> **Objective A**
According to the blog post about rendering Big Buck Bunny, on what date did the writer receive a copy of the DVD?

> **Extract to read**

## begin

Way back when (June 19, 2007 at ~4am) I sent mail to Ton at Blender. At the time I allowed that we had this compute grid that already ran Blender and that while I couldn't commit any time I could if he was interested put him in touch with the people who could. Happily he allowed that indeed they were looking for a render farm sponsor.
Woot! On May 29, 2008 I received my copy of the Big Buck Bunny DVD. I brought it inside and we paused the Stanley Cup Playoffs so we could watch it. It looks really good and I think it was worth the occasional pain on our part in supporting the rendering (also because my name is in the credits as I bought a pre-release copy of the DVD to further support the development effort :) ).
Big Buck Bunny was rendered on Network.com (press release) using Blender which is part of the Network.com application catalog
To focus on the things that I think most people reading Sun blogs would find interesting the rendering process from the Big Buck Bunny blogs. My role was down in the Sun Grid - Network.com bubble.

## end

> **Objective B**
Count the lines in the records below that contain the string "ripples", treating uppercase and lowercase letters as different, and give only the number.

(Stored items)

## begin

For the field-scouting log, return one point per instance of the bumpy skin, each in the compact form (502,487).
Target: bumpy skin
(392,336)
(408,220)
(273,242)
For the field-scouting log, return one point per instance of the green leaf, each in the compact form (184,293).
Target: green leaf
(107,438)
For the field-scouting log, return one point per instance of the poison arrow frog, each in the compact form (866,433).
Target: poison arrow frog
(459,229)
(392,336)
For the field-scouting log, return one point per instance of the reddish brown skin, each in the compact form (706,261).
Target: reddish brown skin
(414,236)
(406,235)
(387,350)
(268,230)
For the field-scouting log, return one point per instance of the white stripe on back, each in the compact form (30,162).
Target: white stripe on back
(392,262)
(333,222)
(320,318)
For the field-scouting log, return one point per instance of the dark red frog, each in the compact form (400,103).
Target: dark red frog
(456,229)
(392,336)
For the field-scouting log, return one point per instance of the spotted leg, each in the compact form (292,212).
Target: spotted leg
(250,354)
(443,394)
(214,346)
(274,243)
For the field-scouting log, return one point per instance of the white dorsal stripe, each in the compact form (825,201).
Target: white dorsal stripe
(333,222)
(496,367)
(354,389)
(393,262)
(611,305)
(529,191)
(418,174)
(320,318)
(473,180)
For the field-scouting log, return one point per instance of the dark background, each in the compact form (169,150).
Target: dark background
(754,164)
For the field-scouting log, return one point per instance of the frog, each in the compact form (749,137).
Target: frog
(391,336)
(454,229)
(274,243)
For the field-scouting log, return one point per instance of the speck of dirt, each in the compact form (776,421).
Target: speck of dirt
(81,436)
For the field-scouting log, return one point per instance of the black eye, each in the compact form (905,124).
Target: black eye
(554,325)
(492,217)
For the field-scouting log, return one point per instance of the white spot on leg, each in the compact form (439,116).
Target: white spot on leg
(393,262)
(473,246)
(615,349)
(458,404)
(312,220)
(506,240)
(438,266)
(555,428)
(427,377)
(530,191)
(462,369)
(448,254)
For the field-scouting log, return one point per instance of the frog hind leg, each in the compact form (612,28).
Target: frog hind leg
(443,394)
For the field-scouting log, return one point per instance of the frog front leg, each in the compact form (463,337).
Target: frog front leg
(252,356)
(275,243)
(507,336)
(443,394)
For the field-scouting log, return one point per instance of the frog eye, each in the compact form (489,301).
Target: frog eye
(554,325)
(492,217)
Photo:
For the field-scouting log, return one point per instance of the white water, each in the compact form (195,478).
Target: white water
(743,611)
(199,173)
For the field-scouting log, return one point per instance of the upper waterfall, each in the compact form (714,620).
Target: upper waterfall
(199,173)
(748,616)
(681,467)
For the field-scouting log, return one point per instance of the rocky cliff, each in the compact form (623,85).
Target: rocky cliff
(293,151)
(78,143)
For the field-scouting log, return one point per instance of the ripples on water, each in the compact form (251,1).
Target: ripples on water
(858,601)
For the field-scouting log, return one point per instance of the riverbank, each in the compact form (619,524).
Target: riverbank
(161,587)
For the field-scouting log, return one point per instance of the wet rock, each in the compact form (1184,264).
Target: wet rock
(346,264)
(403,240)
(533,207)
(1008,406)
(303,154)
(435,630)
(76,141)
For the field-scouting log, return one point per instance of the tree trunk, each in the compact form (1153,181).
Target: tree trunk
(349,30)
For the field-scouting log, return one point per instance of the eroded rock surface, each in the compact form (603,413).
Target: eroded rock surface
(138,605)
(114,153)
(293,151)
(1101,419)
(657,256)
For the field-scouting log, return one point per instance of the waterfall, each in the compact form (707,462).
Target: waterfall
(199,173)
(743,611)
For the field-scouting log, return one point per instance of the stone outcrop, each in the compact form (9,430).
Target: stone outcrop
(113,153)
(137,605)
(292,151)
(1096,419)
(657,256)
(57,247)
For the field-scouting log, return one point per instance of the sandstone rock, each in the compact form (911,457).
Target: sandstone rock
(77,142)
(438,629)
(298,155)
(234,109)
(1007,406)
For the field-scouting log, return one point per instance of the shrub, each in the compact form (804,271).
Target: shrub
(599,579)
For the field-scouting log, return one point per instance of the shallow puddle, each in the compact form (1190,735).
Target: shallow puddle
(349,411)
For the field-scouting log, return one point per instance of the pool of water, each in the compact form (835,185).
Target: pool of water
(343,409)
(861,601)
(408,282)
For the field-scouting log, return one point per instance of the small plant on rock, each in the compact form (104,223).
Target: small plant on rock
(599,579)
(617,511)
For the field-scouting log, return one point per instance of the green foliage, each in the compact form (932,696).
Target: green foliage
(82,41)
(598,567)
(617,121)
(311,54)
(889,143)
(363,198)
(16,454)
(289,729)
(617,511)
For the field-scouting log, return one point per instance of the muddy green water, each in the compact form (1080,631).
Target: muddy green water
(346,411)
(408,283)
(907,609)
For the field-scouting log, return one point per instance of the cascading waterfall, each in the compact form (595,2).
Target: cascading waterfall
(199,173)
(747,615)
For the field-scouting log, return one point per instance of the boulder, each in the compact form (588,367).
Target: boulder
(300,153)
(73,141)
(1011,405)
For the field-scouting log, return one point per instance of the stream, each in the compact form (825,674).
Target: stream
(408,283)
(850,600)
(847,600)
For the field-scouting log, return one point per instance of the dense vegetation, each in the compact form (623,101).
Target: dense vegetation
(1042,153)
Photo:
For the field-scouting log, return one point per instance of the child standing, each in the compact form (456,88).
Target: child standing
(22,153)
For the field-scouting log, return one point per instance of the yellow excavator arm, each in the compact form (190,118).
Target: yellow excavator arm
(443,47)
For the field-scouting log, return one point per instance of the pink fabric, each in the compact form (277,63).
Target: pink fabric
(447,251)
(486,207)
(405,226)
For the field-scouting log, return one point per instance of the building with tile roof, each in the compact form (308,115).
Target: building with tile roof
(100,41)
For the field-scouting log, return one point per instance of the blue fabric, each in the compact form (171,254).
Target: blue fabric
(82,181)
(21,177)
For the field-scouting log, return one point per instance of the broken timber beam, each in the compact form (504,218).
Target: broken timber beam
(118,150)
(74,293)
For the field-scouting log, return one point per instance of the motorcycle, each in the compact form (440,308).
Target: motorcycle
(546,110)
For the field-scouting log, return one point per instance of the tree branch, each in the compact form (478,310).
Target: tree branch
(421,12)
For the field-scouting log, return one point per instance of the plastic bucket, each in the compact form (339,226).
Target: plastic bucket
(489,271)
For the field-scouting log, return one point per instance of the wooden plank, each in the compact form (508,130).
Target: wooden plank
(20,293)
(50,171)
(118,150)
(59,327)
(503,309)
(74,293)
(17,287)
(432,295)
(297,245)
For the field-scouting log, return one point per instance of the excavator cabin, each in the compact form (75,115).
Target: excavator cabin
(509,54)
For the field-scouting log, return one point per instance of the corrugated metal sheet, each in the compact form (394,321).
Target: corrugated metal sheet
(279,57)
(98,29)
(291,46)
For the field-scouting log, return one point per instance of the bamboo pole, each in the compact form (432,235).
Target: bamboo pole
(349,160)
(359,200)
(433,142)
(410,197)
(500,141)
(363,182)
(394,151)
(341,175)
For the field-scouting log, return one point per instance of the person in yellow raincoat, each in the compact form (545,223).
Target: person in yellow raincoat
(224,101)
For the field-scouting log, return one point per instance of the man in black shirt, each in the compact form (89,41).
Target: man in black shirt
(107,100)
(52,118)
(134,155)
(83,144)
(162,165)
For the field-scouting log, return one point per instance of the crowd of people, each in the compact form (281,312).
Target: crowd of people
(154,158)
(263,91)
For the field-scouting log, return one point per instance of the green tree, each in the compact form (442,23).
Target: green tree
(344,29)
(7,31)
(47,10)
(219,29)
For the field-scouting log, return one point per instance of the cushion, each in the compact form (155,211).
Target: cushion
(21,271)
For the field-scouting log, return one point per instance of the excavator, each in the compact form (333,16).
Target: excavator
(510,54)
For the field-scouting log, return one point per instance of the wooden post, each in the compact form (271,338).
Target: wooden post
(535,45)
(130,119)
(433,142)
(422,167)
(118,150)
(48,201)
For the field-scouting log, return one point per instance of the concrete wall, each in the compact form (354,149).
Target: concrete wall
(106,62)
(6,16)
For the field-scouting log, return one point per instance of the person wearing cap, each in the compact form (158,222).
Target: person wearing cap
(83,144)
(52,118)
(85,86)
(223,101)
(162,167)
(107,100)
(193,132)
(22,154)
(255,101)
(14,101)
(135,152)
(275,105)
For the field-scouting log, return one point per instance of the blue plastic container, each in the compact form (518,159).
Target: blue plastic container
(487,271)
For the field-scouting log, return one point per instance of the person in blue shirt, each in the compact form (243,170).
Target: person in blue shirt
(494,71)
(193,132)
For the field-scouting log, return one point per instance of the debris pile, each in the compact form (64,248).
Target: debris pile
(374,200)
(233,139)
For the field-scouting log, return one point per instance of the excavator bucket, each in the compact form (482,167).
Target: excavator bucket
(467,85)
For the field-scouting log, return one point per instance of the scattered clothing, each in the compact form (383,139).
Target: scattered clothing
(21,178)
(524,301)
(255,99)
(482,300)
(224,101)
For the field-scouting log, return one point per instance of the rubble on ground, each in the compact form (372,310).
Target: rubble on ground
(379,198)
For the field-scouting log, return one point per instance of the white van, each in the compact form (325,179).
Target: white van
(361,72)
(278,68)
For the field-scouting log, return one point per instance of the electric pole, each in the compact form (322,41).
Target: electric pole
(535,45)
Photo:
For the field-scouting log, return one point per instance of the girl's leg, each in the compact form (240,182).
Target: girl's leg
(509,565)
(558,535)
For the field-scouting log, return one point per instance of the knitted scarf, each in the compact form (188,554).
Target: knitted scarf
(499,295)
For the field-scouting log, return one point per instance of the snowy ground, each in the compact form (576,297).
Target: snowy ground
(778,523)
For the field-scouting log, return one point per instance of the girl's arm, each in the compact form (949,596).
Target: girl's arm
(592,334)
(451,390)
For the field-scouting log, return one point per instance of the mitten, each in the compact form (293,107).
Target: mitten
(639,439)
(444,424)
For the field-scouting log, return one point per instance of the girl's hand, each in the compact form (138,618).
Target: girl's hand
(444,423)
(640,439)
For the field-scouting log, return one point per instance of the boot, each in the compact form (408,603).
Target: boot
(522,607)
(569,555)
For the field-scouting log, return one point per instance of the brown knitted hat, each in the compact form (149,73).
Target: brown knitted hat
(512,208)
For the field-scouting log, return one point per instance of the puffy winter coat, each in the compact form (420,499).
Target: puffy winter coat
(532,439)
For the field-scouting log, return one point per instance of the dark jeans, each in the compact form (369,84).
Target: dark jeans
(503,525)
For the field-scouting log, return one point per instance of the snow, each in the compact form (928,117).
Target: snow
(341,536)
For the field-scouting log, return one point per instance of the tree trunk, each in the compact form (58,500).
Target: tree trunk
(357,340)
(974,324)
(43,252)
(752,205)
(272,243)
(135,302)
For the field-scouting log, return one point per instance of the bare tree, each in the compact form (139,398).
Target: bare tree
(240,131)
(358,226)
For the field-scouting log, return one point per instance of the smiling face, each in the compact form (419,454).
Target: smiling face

## end

> **Exercise output A**
May 29, 2008

> **Exercise output B**
2